╭─ Text excerpt
# Too many bees to see what's going on!



## BeeCurious (Aug 7, 2007)

Just blow lightly on the bees, they'll move.


----------



## Riverratbees (Feb 10, 2010)

Good time to make a nuc.


----------



## sqkcrk (Dec 10, 2005)

Or use a bee brush.


----------



## KatGold (Jan 18, 2012)

Seriously folks, how do you do this with only one set of arms and hands? I'm not being flippant, I just cannot manage doing anything other than holding the bar in line with gravity. What's the trick to this?


----------



## Lburou (May 13, 2012)

A frame grip, sold by the supply houses, would give you good control over the top bar and leave one hand free to do something else. Resting one end of the top bar on a steady spot could do the same.


----------



## Bush_84 (Jan 9, 2011)

I guess it really depends on the situation. Is this a new package or swarm? I could see this type of situation with a swarm or package. Once a hive gets going you shouldn't have problems seeing unless they have filled the entire hive and are bursting at the seams. Once you get used to handling bees and comb and knowing what you are looking at, things will seem easier.


----------



## doggonegardener (Dec 8, 2011)

I'm with Bush84. At first it's daunting but take your time. Take a breath and look carefully. There's no rush. Lightly blowing on them will get them to move out of your way. It will not clear the frame but they will move from an area you want to get a better look at. It WILL get easier with practice. I am in your shoes. It's getting better every inspection.


----------



## mhorowit (Sep 25, 2011)

KatGold said:


> Seriously folks, how do you do this with only one set of arms and hands? I'm not being flippant, I just cannot manage doing anything other than holding the bar in line with gravity. What's the trick to this?


The very best tool I built( and it took :15) was a rest for holding two bars. Visualize two vertical pieces of 3/4x 4" pieces of wood space parallel and apart about 1" less than the bar length and as high as the depth of the hive. Now cut a notch at the top of both pieces so the end of two bars can fit. anything as a base. I use it to have hands free when giving a bar a close exam. and I can turn this holder to see the other side - Mike


----------



## sqkcrk (Dec 10, 2005)

KatGold said:


> Seriously folks, how do you do this with only one set of arms and hands? I'm not being flippant, I just cannot manage doing anything other than holding the bar in line with gravity. What's the trick to this?


You can't hold the bar in the middle by one hand and rotate it?
╰─
╭─ Data entries
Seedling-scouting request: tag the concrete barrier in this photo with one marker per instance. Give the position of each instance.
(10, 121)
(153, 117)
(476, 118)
╰─
╭─ Data entries
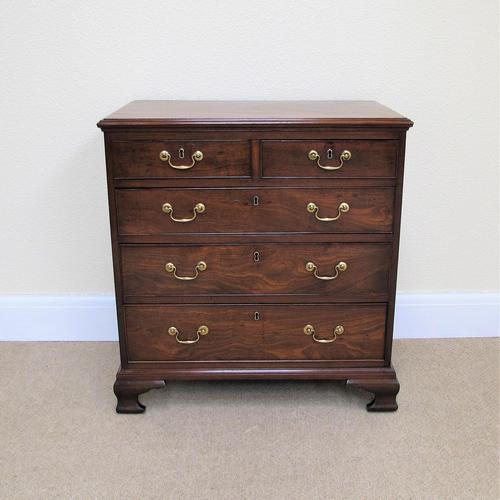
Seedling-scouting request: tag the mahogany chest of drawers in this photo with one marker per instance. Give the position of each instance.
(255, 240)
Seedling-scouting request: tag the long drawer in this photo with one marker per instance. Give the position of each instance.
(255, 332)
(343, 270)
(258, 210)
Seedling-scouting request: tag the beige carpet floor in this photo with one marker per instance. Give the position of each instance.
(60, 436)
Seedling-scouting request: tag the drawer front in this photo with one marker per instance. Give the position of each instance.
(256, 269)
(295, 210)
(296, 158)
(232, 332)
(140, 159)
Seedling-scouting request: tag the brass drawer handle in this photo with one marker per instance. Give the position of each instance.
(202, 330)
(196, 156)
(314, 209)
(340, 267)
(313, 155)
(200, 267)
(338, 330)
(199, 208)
╰─
╭─ Data entries
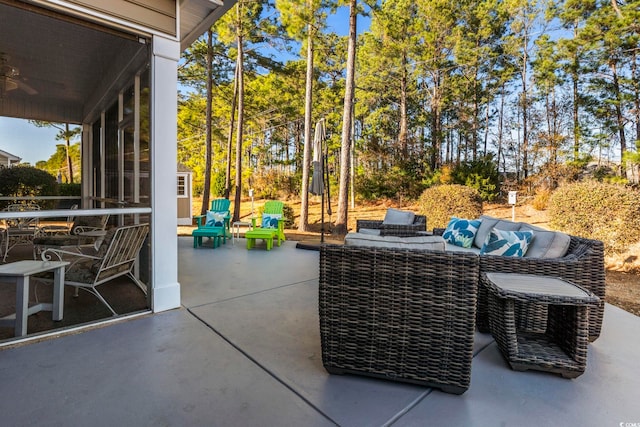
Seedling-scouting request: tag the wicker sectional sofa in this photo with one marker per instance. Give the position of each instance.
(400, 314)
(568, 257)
╰─
# What you will do
(A) Return the passage from the beekeeping thread exactly, starting at "## Bush_84 (Jan" and ending at "will seem easier.".
(B) Summarize the beekeeping thread in two sentences.

# Solutions for each task
(A)
## Bush_84 (Jan 9, 2011)

I guess it really depends on the situation. Is this a new package or swarm? I could see this type of situation with a swarm or package. Once a hive gets going you shouldn't have problems seeing unless they have filled the entire hive and are bursting at the seams. Once you get used to handling bees and comb and knowing what you are looking at, things will seem easier.

(B) Forum members suggest ways to see past too many bees, such as blowing lightly on them, using a bee brush, or making a nuc, and several note that it gets easier with practice. When one member asks how to manage with only one set of hands, others propose a frame grip, resting one end of the top bar on a steady spot, or a homemade rest that holds two bars.